Extracted entries:

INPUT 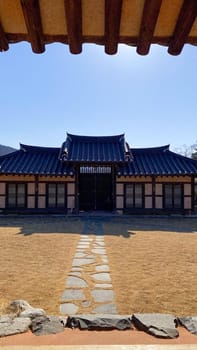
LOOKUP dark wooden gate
[79,166,113,211]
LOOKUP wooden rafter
[21,0,45,53]
[0,21,9,51]
[137,0,162,55]
[168,0,197,55]
[64,0,82,54]
[105,0,122,55]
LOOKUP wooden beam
[105,0,122,55]
[64,0,82,54]
[137,0,162,55]
[168,0,197,55]
[0,21,9,51]
[21,0,45,53]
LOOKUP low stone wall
[0,300,197,339]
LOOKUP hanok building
[0,134,197,214]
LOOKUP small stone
[61,289,85,301]
[82,300,91,307]
[95,265,109,272]
[179,316,197,335]
[92,272,111,282]
[95,283,112,288]
[72,258,95,267]
[31,316,64,335]
[66,272,88,288]
[92,304,117,314]
[60,303,79,315]
[91,289,114,303]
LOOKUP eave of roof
[0,0,197,55]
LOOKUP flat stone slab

Directive:
Copy out all the rows above with each "wooden" swapped for "timber" and nothing else changed. Leave the pictures out.

Final answer:
INPUT 
LOOKUP dark timber gate
[79,166,113,211]
LOOKUP timber rafter
[21,0,45,53]
[0,21,9,51]
[137,0,162,55]
[168,0,197,55]
[64,0,82,54]
[105,0,122,55]
LOOKUP timber beam
[105,0,122,55]
[64,0,82,54]
[137,0,162,55]
[168,0,197,55]
[0,21,9,51]
[21,0,45,53]
LOOKUP low stone wall
[0,300,197,339]
LOOKUP hanok building
[0,134,197,214]
LOOKUP small stone
[61,289,85,301]
[82,300,91,307]
[95,265,109,272]
[179,316,197,335]
[92,272,111,282]
[95,283,112,288]
[72,258,95,267]
[31,316,64,335]
[66,272,88,288]
[92,304,117,314]
[60,303,79,315]
[91,289,114,303]
LOOKUP eave of roof
[0,0,197,55]
LOOKUP flat stone slab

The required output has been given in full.